▶ **Aim of the exercise**
Starting with the line that mentions "</instance>", repeat each line verbatim until the entries end, both ends included.

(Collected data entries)
# # # #

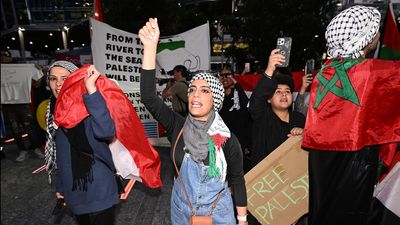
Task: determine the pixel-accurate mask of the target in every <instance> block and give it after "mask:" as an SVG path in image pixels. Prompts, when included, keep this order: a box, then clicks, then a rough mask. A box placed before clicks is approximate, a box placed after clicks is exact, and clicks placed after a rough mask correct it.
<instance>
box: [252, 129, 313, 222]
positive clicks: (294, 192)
mask: <svg viewBox="0 0 400 225" xmlns="http://www.w3.org/2000/svg"><path fill="white" fill-rule="evenodd" d="M245 180H246V189H247V207H248V210H249V211H250V212H251V214H252V215H253V216H254V217H256V218H257V220H258V221H259V222H260V223H261V224H271V225H289V224H292V223H293V222H295V221H296V220H297V219H299V218H300V217H301V216H302V215H304V214H305V213H307V212H308V197H309V191H308V189H309V188H308V187H309V185H308V183H309V182H308V152H306V151H304V150H303V149H301V137H291V138H289V139H288V140H286V141H285V142H284V143H283V144H282V145H280V146H279V147H278V148H277V149H275V151H273V152H272V153H271V154H270V155H268V156H267V157H266V158H265V159H264V160H262V161H261V162H260V163H259V164H257V166H255V167H254V168H253V169H252V170H251V171H249V172H248V173H247V174H246V175H245Z"/></svg>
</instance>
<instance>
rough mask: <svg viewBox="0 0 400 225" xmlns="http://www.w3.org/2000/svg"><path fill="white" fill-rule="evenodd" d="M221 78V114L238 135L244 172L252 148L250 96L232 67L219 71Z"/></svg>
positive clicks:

# # # #

▶ **Answer section**
</instance>
<instance>
rough mask: <svg viewBox="0 0 400 225" xmlns="http://www.w3.org/2000/svg"><path fill="white" fill-rule="evenodd" d="M221 78V114L238 135L244 172L252 148L250 96L232 67L219 71Z"/></svg>
positive clicks:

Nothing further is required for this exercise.